A word-for-word transcription of every record is needed.

- _Saved entries_
■ ■ ■

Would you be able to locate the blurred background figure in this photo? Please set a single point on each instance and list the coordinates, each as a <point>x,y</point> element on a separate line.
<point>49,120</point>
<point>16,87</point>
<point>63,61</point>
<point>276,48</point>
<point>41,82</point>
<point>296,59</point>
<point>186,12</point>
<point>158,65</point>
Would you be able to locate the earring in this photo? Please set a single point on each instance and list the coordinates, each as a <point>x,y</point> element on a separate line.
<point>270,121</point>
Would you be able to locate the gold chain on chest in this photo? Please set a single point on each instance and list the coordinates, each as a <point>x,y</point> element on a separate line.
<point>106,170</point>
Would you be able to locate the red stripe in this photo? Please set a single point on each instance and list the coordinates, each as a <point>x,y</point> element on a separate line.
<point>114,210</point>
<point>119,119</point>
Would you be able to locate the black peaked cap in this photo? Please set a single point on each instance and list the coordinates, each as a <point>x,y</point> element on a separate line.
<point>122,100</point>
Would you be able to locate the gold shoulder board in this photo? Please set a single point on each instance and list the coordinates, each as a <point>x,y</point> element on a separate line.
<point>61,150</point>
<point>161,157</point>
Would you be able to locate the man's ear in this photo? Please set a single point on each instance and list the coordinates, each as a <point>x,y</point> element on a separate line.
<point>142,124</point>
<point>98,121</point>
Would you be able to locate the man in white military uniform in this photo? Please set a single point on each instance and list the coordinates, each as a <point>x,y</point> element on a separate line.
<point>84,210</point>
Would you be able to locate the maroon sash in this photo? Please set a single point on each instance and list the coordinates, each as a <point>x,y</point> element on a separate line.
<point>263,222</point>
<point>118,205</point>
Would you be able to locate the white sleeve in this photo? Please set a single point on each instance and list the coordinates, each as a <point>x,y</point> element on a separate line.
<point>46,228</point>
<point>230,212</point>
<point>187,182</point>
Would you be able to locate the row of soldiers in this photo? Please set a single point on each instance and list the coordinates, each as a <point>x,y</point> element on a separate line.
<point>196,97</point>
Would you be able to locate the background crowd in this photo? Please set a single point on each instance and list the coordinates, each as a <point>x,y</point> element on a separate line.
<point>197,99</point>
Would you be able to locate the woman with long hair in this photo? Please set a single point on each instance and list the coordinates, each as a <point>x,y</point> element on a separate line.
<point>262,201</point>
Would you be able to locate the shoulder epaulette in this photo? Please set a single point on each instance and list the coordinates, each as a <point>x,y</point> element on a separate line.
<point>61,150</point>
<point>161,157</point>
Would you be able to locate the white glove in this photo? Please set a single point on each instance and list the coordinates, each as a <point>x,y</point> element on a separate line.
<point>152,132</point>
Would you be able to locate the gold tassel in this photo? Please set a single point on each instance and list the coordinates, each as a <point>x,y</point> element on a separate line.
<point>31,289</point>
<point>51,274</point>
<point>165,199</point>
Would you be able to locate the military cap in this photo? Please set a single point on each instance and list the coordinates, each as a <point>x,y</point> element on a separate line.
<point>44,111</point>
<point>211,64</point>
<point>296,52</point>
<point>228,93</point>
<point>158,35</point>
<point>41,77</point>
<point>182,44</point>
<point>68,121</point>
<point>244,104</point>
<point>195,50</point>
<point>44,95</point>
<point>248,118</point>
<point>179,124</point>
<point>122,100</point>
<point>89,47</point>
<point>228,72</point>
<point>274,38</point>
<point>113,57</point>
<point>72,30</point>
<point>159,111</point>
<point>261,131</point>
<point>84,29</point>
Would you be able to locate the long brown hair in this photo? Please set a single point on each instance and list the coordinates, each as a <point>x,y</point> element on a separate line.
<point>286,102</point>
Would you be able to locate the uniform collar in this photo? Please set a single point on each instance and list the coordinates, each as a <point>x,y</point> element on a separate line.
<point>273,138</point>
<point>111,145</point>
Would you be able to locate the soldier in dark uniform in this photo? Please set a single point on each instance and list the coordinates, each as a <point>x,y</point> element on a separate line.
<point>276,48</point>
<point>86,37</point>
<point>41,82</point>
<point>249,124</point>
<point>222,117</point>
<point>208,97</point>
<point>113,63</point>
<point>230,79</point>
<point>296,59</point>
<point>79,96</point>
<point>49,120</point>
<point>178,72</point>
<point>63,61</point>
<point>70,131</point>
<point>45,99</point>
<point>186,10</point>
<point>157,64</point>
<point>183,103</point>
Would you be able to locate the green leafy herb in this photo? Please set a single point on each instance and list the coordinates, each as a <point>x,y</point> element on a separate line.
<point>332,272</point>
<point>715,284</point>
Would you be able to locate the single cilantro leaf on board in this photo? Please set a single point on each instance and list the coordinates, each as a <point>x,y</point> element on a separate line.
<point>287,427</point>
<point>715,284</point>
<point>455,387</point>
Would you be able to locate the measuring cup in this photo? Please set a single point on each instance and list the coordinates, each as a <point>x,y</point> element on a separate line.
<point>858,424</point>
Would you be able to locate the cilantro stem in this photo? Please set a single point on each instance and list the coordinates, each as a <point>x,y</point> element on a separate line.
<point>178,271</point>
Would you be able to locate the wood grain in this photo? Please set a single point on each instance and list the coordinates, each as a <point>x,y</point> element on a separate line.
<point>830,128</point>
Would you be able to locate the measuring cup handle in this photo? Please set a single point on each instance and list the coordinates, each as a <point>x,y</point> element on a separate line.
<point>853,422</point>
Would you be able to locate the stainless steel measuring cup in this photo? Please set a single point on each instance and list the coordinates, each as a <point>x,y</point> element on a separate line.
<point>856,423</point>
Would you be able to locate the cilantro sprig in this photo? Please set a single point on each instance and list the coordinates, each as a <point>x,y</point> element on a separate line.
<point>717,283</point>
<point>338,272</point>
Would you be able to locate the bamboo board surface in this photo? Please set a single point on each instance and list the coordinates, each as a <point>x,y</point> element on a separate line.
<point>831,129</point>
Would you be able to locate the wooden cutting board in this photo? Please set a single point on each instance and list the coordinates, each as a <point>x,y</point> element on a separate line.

■ ■ ■

- _SOLUTION FOR THIS TASK_
Would you be able to locate the blurred background figure in this photo? Please set a single point on each instance and list the coordinates, each as a <point>x,y</point> element on a separate line.
<point>49,120</point>
<point>16,87</point>
<point>63,61</point>
<point>276,48</point>
<point>41,82</point>
<point>296,59</point>
<point>186,12</point>
<point>158,65</point>
Would you be able to locate the earring in this photo? Please set a single point on each instance and list the coordinates, each as a <point>x,y</point> element on a separate line.
<point>270,121</point>
Would you be able to locate the gold chain on chest in this photo? Please set a single point on each instance and list the coordinates, each as a <point>x,y</point> element on a separate line.
<point>106,170</point>
Would you be able to locate the red stripe in this photo? Please set a single point on each instance and list the coordinates, each as a <point>x,y</point> element on a separate line.
<point>114,210</point>
<point>119,119</point>
Would you be able to locate the black peaked cap in this photo? Please set a single point on each instance and list the coordinates, each as a <point>x,y</point> element on a separate line.
<point>122,100</point>
Would you be able to locate the gold shoulder board in this photo? Please set a single point on each instance and list the coordinates, each as a <point>x,y</point> element on a separate line.
<point>61,150</point>
<point>161,157</point>
Would you be able to locate the man's ear in this photo? Please set a single point on each instance and list the coordinates, each as a <point>x,y</point> element on a separate line.
<point>142,124</point>
<point>98,121</point>
Would you be able to locate the man in white military uniform in this photo? Please set a single point on each instance and list the coordinates, each as a <point>x,y</point> element on a separate line.
<point>84,210</point>
Would you be able to locate the maroon sash in this photo? Please set a single point on each instance and list the coordinates, each as a <point>x,y</point> element on a separate line.
<point>263,222</point>
<point>118,205</point>
Would you be able to locate the white sleeve in this photo? Please set a single point on each instance and list the coordinates, each as a <point>x,y</point> element on a separate line.
<point>46,228</point>
<point>230,212</point>
<point>187,182</point>
Would you be able to locate the row of soldiers in this photo? Please set a single point on each instance and list the coordinates, each as a <point>x,y</point> element on a separate line.
<point>196,97</point>
Would you be able to locate the background crowd in this photo? Please set a single point on each instance and list the coordinates, each as a <point>x,y</point> element on a separate line.
<point>197,99</point>
Would you be able to locate the woman with long hair in this photo? Please set a single point on each instance and list the coordinates, each as a <point>x,y</point> element on a separate line.
<point>262,201</point>
Would you be able to locate the shoulder epaulette in this photo? Please set a single point on each instance and list the coordinates, each as a <point>x,y</point> element on a separate line.
<point>61,150</point>
<point>161,157</point>
Would you be able to locate the white glove in this photo? Please set a single point on each instance and list the coordinates, each as a <point>x,y</point> element on a separate line.
<point>152,132</point>
Would you be able to locate the gold tassel in this photo? Please set a single point on each instance and list the coordinates, each as a <point>x,y</point> element on a separate line.
<point>31,289</point>
<point>51,274</point>
<point>165,199</point>
Would you be able to locate the military cap in this photo? Please set a single point on each instance and list the coordinates, each as a <point>x,y</point> element on a separate line.
<point>44,111</point>
<point>211,64</point>
<point>296,52</point>
<point>228,93</point>
<point>158,35</point>
<point>41,77</point>
<point>182,44</point>
<point>68,121</point>
<point>244,104</point>
<point>195,50</point>
<point>44,95</point>
<point>248,118</point>
<point>179,124</point>
<point>122,100</point>
<point>89,47</point>
<point>228,72</point>
<point>274,38</point>
<point>113,57</point>
<point>72,30</point>
<point>159,111</point>
<point>261,131</point>
<point>84,29</point>
Would you be able to locate the long brown hair in this photo? Please set a single point on each instance and list the coordinates, each as a <point>x,y</point> element on a separate line.
<point>286,102</point>
Would you be able to locate the uniform collar in this photo? Please set a single point on each instance and list the coordinates, each as a <point>x,y</point> element on a separate line.
<point>273,138</point>
<point>111,145</point>
Would you be able to locate the soldier in dark uniform in this photo? Please set a single point on each instance and list the coordinates, each as a <point>x,y</point> element on a separate line.
<point>276,48</point>
<point>86,37</point>
<point>41,82</point>
<point>249,124</point>
<point>222,117</point>
<point>208,97</point>
<point>113,63</point>
<point>230,79</point>
<point>296,59</point>
<point>79,96</point>
<point>49,120</point>
<point>178,72</point>
<point>63,61</point>
<point>70,131</point>
<point>45,99</point>
<point>186,10</point>
<point>157,64</point>
<point>183,103</point>
Would you be able to locate the green leafy herb in this photo? Please set a single point on each instance and list the coordinates, each as a <point>x,y</point> element on a separate line.
<point>332,272</point>
<point>715,284</point>
Would you be able to locate the single cilantro leaf on board in this photo? Please set a single point on each instance and list the coordinates, each as a <point>x,y</point> element on a separate line.
<point>287,427</point>
<point>715,284</point>
<point>455,387</point>
Would you be able to locate the measuring cup in this photo? Please set a single point on each instance and list the coordinates, each as a <point>x,y</point> element on a separate line.
<point>858,424</point>
Would you be able to locate the cilantro stem in this photo? Please set a single point on each instance and list the coordinates, each as a <point>x,y</point> element on a separate line.
<point>178,271</point>
Would you be able to locate the wood grain in this photo? Please set a single point on each instance and list the coordinates, each as a <point>x,y</point> element on a separate line.
<point>830,128</point>
Would you be able to locate the measuring cup handle in this photo? Please set a single point on each instance and list the coordinates, each as a <point>x,y</point> element on a separate line.
<point>853,422</point>
Would you be able to locate the stainless steel measuring cup in this photo? Please set a single point on each instance and list the coordinates, each as a <point>x,y</point> element on a separate line.
<point>856,423</point>
Would you be able to locate the cilantro sprig in this photo? Please set a single point on each instance and list the coordinates, each as a <point>x,y</point> element on a separate line.
<point>717,283</point>
<point>338,272</point>
Would you be able to locate the bamboo board surface in this photo? Please set a single point on each instance and list the coordinates, each as a <point>x,y</point> element on a separate line.
<point>831,129</point>
Would you be able to locate the wooden cutting board in this photo? Please set a single point on each instance and list the coordinates, each as a <point>x,y</point> element on a separate line.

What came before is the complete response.